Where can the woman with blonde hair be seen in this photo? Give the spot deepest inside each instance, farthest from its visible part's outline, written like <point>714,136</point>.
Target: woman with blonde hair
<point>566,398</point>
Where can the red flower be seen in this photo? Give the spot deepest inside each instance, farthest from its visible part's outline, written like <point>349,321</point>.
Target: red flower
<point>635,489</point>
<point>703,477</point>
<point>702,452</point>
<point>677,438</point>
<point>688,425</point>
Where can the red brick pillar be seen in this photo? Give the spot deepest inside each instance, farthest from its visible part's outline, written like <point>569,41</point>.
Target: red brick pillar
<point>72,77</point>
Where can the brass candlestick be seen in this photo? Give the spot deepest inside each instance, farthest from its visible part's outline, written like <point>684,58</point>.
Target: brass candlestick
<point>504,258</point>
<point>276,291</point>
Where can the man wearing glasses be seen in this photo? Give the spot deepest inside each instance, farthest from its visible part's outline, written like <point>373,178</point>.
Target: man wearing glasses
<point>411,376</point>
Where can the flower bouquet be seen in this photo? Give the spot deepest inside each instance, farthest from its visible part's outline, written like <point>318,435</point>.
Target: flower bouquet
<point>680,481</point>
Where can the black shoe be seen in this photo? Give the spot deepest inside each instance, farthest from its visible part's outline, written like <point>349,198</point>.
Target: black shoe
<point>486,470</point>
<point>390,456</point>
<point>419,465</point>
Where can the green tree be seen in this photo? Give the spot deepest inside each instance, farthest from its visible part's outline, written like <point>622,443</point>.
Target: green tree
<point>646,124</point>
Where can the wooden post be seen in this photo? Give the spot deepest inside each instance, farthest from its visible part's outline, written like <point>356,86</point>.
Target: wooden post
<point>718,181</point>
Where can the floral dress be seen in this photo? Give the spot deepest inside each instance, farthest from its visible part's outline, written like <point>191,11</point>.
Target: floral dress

• • • • •

#### What you have to do
Quote the lines of the listing above that run from the line with "Where can the green" through its last line, both included, and nothing else.

#### Solution to the problem
Where can the green tree be seen in this photo? Give the spot deepest inside each instance, farthest from its visible part's outline, written like <point>622,443</point>.
Target: green tree
<point>646,124</point>
Where can the wooden post be seen in this photo? Give the spot deepest inside each instance, farthest from its visible part's outline, written like <point>356,86</point>.
Target: wooden post
<point>718,181</point>
Where can the floral dress be seen in this photo? Give the spot deepest inside each instance, farthest from its visible part's outline, written like <point>191,11</point>.
Target: floral dress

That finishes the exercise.